- _TASK TO COMPLETE_
Every entry must be transcribed exactly as written.
= = = = =
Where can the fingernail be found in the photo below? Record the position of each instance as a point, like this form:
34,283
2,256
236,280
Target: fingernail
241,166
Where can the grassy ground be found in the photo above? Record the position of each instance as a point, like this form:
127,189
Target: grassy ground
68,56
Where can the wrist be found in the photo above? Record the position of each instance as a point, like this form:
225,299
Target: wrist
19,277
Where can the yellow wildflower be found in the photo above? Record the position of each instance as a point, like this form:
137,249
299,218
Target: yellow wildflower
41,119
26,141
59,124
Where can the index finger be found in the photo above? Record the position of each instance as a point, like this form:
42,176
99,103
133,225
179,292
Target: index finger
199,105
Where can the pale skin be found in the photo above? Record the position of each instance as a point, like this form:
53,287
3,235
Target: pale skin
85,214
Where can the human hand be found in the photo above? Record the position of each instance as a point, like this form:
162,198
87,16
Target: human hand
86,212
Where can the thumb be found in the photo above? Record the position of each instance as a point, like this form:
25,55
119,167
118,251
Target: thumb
= = = = =
- _RESULT OF THE TASK_
Where can the fingernail be found in the photo below? Record the position of each instance as a point, like this form:
34,283
2,256
236,280
Target: fingernail
241,166
Where can the grassy ground be found in the photo above? Record the position of each instance as a point, like this form:
127,189
Target: grassy ground
68,56
Where can the wrist be found in the photo above? Record the position of each instance as a point, like this form:
225,299
Target: wrist
19,277
Where can the yellow wildflower be found in the photo above? Record the position of each instance as a point, like this form:
137,249
299,218
Target: yellow wildflower
41,119
26,141
59,124
Where can the index finger be found in the photo above? Record the position of each instance as a point, like this form:
42,176
99,103
133,225
179,292
Target: index finger
199,105
Where can the pale skin be found in the photo above? Record the position of each instance as a point, like this form:
53,287
3,235
Target: pale skin
85,214
Where can the human hand be found in the photo above? Record the position of each instance as a point, like this form:
162,198
87,16
Target: human hand
86,212
Where can the thumb be found in the photo above? Record the position of each instance as a point, like this form:
25,55
119,167
118,251
Target: thumb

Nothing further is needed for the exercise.